(Beginning of Document excerpt)

# Bob the awesome, yet injured, pigeon



## shinysticker (Nov 30, 2010)

I was walking to the pharmacy when I came across a pigeon sitting in front of a liquor store, all puffed up and alone. Pigeons are not too common in my little town. The entire time I was in the pharmacy, my mind was on that pigeon. I decided that if he was there on the way back, I'd take him home. And, just as I suspected, there he was. I had gloves on, picked him up, and noticed that in between his wings a large portion of skin was taken off, leaving it raw and red. It didn't' seem fatal as long as I could take him home and help it heal. When I got home, all I had was a small animal cage, and I made him as comfortable as possible. Throughout that day, I noticed he didn't use one leg most of the time, and hobbled around. I've been feeding him wild bird seed, acquired a slightly bigger cage, and hes been eating, drinking, and going potty just fine. I've been cleaning his wound and its getting better. Tonight I'm buying a large cage off a friend of mine. (dont' worry, i know to disinfect!) I'm going to the pet store to buy him food specialized for doves and pigeons. I know he probably will never be able to go back in the wild, and even though I feel sad about that, I'm happy I have a new friend, and that hes doing so well! He lets me pick him up and everything. He has no band on him. 
ANd... I think thats all the info. Any help and info would be appreciated! Thanks!


----------



## TAWhatley (Mar 6, 2001)

Sounds like you have done an excellent job with this pigeon! Thank you so much for assisting the bird! We love pictures and would love to see a few of your new found friend if you are able to post some.

Welcome to Pigeon-Talk!

Terry


----------



## Jaye (Mar 13, 2008)

That's great that he\she is eating and drinking. Do make sure he is actually ingesting food regularly (if pooping, that's a good sign).

Also, good job on cleansing the wound. I would like to suggest that you get some antibiotics and administer them to your new friend. Do you happen to have any human or pet grade antibiotics (Amoxycillin, Penicillin, Ciproflaxin, Baytril, Ceclor, anything like that ?). If so, tell us what you have. Foy's pigeon supply is an East Coast online supplier...and I believe you can get some Amoxycillin from them, also. Call to order it and have them express mail it. It sounds like the pigeon was hit by a vehicle...oddly, they often display those kinds of injuries from being struck by a car.

(End of Document excerpt)

== Directions ==
From the forum thread about the injured pigeon, translate "Pigeons are not too common in my little town." into Spanish.

(Beginning of Provided records)

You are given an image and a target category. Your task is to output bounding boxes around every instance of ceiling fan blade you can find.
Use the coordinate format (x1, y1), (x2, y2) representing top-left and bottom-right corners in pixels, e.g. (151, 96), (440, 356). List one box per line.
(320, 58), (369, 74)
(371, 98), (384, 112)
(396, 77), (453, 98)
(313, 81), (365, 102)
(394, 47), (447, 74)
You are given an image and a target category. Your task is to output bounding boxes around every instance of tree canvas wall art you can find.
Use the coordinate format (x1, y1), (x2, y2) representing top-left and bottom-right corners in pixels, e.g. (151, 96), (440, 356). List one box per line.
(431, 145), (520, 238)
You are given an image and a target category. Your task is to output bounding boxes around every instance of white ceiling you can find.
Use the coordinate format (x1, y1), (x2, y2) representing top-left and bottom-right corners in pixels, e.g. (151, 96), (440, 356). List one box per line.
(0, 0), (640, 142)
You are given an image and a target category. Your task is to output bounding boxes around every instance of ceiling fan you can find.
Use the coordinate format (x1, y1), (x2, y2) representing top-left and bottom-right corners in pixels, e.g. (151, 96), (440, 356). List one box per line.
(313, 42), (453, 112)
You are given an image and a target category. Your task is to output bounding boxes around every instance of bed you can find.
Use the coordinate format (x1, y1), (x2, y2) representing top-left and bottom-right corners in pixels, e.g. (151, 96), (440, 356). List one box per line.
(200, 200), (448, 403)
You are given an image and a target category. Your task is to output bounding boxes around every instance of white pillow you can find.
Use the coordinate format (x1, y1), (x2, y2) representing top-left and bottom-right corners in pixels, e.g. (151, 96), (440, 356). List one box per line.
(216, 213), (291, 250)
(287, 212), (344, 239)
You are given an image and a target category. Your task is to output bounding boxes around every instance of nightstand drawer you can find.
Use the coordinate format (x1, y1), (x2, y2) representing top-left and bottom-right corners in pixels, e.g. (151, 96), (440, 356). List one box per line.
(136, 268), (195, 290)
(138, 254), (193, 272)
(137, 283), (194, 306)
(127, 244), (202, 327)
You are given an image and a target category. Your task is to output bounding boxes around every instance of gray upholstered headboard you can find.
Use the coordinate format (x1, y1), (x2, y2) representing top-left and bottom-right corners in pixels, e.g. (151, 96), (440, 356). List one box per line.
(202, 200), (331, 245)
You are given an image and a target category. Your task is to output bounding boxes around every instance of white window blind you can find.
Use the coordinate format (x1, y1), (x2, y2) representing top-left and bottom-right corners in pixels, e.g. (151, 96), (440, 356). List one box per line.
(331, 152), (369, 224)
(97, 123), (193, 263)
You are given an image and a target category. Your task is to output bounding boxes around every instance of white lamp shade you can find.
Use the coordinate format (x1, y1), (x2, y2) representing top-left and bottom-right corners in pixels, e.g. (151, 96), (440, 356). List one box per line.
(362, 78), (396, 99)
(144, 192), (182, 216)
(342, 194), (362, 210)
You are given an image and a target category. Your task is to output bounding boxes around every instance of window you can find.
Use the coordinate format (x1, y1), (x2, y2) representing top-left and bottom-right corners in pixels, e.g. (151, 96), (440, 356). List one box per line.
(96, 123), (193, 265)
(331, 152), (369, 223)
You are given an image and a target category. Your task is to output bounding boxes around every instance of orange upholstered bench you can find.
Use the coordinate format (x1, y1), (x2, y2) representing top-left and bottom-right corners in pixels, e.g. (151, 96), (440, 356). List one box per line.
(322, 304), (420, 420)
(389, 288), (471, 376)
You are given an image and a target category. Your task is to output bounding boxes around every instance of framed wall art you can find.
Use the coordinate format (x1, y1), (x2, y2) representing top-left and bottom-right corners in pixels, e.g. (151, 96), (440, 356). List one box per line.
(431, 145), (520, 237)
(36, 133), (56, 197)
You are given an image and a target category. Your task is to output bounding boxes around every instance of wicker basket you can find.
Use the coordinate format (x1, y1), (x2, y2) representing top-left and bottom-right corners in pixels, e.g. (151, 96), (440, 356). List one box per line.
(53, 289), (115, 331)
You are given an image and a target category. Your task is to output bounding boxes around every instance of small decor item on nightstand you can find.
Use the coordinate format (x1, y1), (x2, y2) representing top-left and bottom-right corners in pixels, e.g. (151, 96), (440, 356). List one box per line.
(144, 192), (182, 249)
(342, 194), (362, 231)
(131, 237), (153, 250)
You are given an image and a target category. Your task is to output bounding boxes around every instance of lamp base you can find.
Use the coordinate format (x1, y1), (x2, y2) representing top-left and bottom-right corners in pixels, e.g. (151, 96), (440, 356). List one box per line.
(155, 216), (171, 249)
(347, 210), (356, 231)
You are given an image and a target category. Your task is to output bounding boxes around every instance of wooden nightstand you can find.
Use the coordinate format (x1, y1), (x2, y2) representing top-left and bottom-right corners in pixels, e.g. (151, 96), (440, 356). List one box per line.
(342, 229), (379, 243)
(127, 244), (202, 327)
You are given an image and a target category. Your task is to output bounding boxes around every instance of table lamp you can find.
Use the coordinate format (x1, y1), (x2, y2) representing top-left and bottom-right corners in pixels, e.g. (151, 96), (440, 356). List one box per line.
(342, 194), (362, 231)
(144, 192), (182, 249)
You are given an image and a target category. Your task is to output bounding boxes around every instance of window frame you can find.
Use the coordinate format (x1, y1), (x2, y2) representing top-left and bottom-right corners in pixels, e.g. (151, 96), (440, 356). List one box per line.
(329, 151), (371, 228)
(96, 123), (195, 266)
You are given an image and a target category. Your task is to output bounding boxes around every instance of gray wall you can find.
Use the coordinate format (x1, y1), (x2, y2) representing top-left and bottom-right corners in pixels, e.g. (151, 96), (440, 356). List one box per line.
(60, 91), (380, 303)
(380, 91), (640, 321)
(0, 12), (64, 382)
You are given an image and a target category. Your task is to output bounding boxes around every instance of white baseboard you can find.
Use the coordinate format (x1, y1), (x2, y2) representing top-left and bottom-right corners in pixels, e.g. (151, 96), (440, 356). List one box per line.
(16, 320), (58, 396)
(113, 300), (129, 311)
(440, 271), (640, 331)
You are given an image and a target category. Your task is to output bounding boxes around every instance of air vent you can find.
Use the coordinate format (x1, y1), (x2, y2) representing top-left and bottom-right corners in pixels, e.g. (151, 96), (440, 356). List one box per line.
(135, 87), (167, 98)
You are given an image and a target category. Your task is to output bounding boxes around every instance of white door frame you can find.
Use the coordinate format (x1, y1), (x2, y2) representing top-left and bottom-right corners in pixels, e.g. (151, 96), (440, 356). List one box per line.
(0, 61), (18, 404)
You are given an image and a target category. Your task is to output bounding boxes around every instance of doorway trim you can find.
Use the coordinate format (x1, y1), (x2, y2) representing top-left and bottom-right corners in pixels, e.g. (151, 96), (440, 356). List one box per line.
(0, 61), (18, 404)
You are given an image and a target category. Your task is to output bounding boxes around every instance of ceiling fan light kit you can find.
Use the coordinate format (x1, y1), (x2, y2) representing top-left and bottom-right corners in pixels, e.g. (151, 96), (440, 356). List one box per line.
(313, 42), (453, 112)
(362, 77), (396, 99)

(End of Provided records)

== Response to this task ==
Las palomas no son muy comunes en mi pequeño pueblo.